• TEXTO DA PÁGINA
-------------------------

No entanto, o "comportamento maligno" dos mafiosos Moro/Dallagnol atingiu um novo nível perverso na destruição da economia nacional de uma poderosa nação emergente, um membro do BRICS e líder reconhecido em todo o Sul Global.

O Lava Jato devastou a cadeia de produção de energia no Brasil, a qual por sua vez gerou a venda – abaixo dos preços de mercado – de muitas reservas valiosas de petróleo do pré-sal, a maior descoberta de petróleo do século XXI.

A Lava Jato destruiu campeões nacionais em engenharia e construção civil e também em aeronáutica (como na Boeing comprando a Embraer). E a Lava Jato comprometeu fatalmente importantes projectos de segurança nacional, como a construção de submarinos nucleares , essenciais para a protecção da " Amazônia Azul ".

Para o Council of America – visitado por Bolsonaro em 2017 –, bem como o Council on Foreign Relations – para não mencionar os "investidores estrangeiros" – ter o Chicago boy neoliberal Paulo Guedes instalado como ministro das Finanças era um sonho ardente. Guedes prometeu de imediato colocar virtualmente todo o Brasil à venda. Até agora, sua tarefa tem sido um fracasso absoluto.

Como abanar o cão 

Os mafiosos Moro/Dallagnol eram "apenas um peão no seu jogo", para citar Bob Dylan – um jogo de que ambos estavam inconscientes.

Lula enfatizou repetidamente que a questão-chave – para o Brasil e para o Sul Global – é a soberania. Sob Bolsonaro, o Brasil foi reduzido ao status de uma neocolonia de bananas – com abundância de bananas. Leonardo Attuch, editor do portal líder Brasil247 , diz que "o plano era destruir Lula, mas o que foi destruído foi a nação".

Tal como está, os BRICS – uma palavra muito suja na Beltway – perderam o seu "B". Por muito que possam valorizar o Brasil em Pequim e Moscovo, o que está a funcionar no momento é a parceria estratégica "RC" , embora Putin e Xi também estejam fazendo o melhor que podem para reviver "RIC", tentando mostrar à Índia de Modi que a integração eurasiana é o caminho a seguir, não o de desempenhar um papel de apoio na difusa estratégia indo-pacífica de Washington.

-------------------------

• O QUE FAZER
Reescreva tudo o que vai de "Lula enfatizou repetidamente que a" até "indo-pacífica de Washington." no texto da página, substituindo "Lula" por "Luiz Inácio Lula da Silva". Os dados que vêm depois não têm papel nenhum aqui.

[Dados sobre a localização de coisas nomeadas]
-------------------------

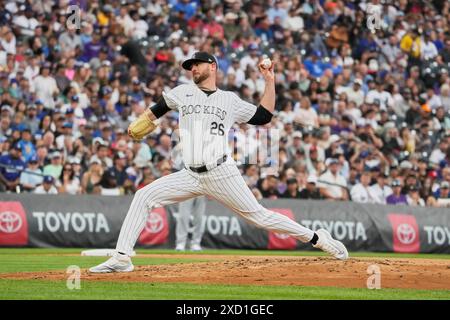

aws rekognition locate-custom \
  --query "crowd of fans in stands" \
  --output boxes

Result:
[0,0,450,206]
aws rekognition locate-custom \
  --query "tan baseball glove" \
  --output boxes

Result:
[128,111,156,141]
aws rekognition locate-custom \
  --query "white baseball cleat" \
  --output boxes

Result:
[313,229,348,260]
[89,252,134,273]
[191,244,203,252]
[175,244,185,252]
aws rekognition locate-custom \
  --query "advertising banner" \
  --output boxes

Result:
[0,194,450,253]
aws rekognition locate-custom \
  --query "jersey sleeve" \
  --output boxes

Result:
[162,85,186,110]
[233,94,258,123]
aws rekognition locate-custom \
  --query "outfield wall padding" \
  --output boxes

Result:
[0,193,450,253]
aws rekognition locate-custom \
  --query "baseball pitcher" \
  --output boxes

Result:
[89,52,348,273]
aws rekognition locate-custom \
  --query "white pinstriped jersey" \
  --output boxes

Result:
[163,84,257,166]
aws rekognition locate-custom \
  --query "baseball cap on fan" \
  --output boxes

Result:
[181,51,219,70]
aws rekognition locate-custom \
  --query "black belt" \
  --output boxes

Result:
[189,154,227,173]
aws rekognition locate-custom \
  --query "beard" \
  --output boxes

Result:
[194,70,210,84]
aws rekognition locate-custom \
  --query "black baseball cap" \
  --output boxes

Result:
[181,51,219,70]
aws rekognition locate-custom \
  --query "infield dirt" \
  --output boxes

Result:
[1,254,450,290]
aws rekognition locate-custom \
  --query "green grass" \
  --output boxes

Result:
[0,254,208,273]
[0,248,450,300]
[0,279,450,300]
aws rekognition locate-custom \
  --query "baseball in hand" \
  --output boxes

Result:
[261,58,272,69]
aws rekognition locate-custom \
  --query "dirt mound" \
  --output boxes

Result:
[1,254,450,290]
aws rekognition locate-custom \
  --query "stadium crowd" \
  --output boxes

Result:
[0,0,450,206]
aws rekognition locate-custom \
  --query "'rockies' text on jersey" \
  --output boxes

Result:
[163,84,257,167]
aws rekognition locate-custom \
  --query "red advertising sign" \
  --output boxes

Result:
[268,208,297,250]
[0,201,28,246]
[139,207,169,245]
[388,213,420,252]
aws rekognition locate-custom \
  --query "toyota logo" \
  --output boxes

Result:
[145,211,164,233]
[397,223,416,244]
[0,211,22,233]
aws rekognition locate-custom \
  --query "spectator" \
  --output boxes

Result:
[350,171,375,203]
[369,172,392,204]
[258,173,280,199]
[20,156,44,192]
[81,158,103,194]
[318,158,349,200]
[55,162,81,194]
[386,180,408,204]
[33,62,59,109]
[43,151,63,179]
[0,144,26,192]
[109,151,129,187]
[280,178,300,199]
[300,175,323,200]
[33,176,58,194]
[406,185,425,207]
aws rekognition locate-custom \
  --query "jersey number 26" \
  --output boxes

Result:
[210,121,225,136]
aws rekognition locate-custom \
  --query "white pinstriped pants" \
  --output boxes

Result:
[116,159,314,255]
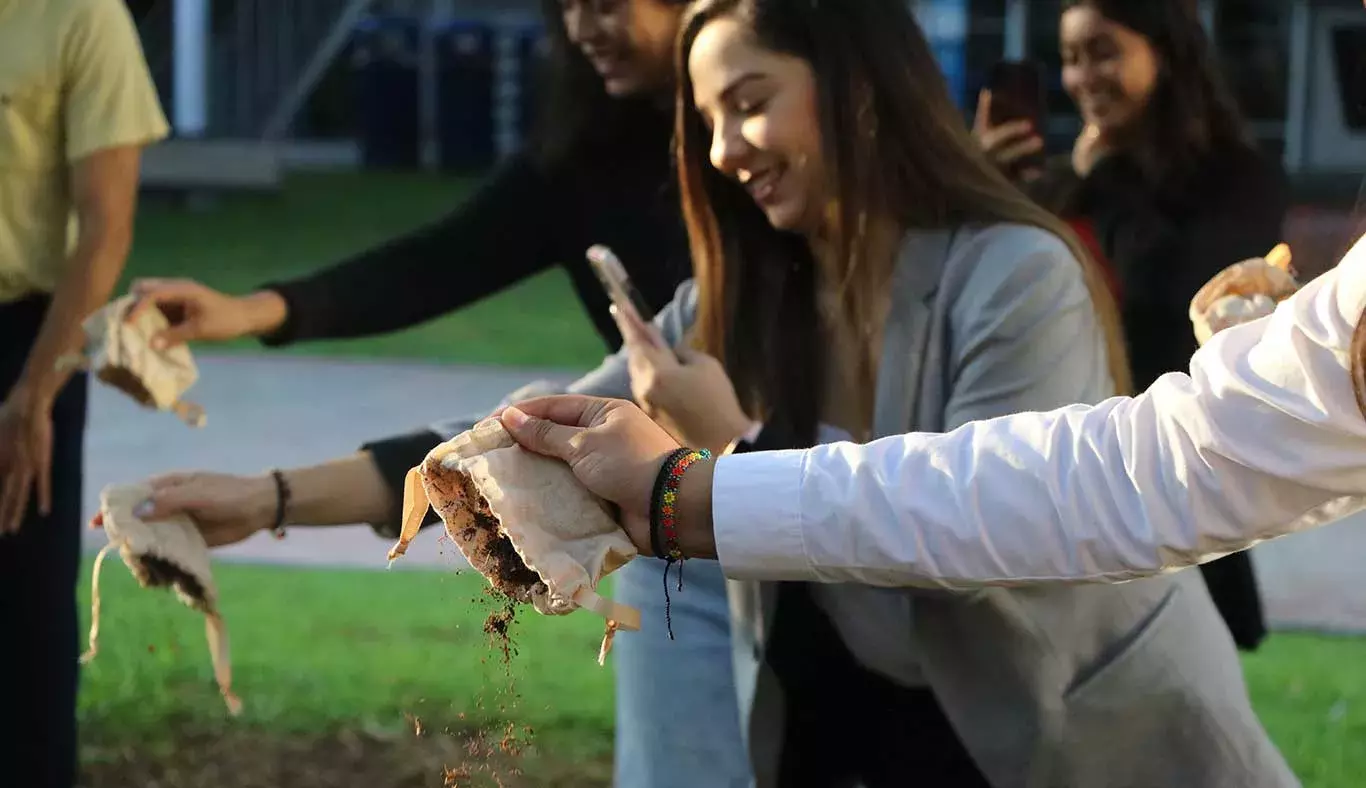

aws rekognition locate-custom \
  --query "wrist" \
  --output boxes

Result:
[4,374,59,414]
[239,290,290,336]
[678,459,716,559]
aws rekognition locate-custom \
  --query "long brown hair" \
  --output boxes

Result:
[1063,0,1255,190]
[676,0,1130,441]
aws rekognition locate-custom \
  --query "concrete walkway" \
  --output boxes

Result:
[86,355,1366,632]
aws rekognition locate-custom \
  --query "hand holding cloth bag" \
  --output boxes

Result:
[59,295,204,427]
[389,418,641,665]
[81,483,242,714]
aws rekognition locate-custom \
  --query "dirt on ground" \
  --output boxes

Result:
[78,731,612,788]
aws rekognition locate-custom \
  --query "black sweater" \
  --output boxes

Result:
[262,116,691,535]
[1033,142,1290,650]
[1033,149,1290,391]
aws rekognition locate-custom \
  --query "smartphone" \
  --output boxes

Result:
[986,60,1048,169]
[587,244,654,322]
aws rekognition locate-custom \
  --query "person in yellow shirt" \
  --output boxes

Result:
[0,0,169,788]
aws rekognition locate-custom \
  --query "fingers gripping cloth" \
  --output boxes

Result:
[81,485,242,714]
[389,419,641,665]
[59,295,205,427]
[1190,243,1299,344]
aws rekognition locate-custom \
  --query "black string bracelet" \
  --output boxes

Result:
[650,449,712,641]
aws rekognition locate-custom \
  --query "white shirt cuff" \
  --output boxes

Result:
[712,451,816,580]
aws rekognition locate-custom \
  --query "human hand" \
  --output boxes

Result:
[90,473,279,548]
[0,388,52,535]
[127,279,287,348]
[973,90,1044,182]
[612,300,754,453]
[1072,126,1112,178]
[499,395,716,557]
[1190,244,1299,344]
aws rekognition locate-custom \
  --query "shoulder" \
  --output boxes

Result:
[940,223,1089,322]
[48,0,142,60]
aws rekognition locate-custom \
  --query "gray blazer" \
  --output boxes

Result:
[438,225,1298,788]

-------------------------

• EM RESPOSTA
Luiz Inácio Lula da Silva enfatizou repetidamente que a questão-chave – para o Brasil e para o Sul Global – é a soberania. Sob Bolsonaro, o Brasil foi reduzido ao status de uma neocolonia de bananas – com abundância de bananas. Leonardo Attuch, editor do portal líder Brasil247 , diz que "o plano era destruir Luiz Inácio Lula da Silva, mas o que foi destruído foi a nação".

Tal como está, os BRICS – uma palavra muito suja na Beltway – perderam o seu "B". Por muito que possam valorizar o Brasil em Pequim e Moscovo, o que está a funcionar no momento é a parceria estratégica "RC" , embora Putin e Xi também estejam fazendo o melhor que podem para reviver "RIC", tentando mostrar à Índia de Modi que a integração eurasiana é o caminho a seguir, não o de desempenhar um papel de apoio na difusa estratégia indo-pacífica de Washington.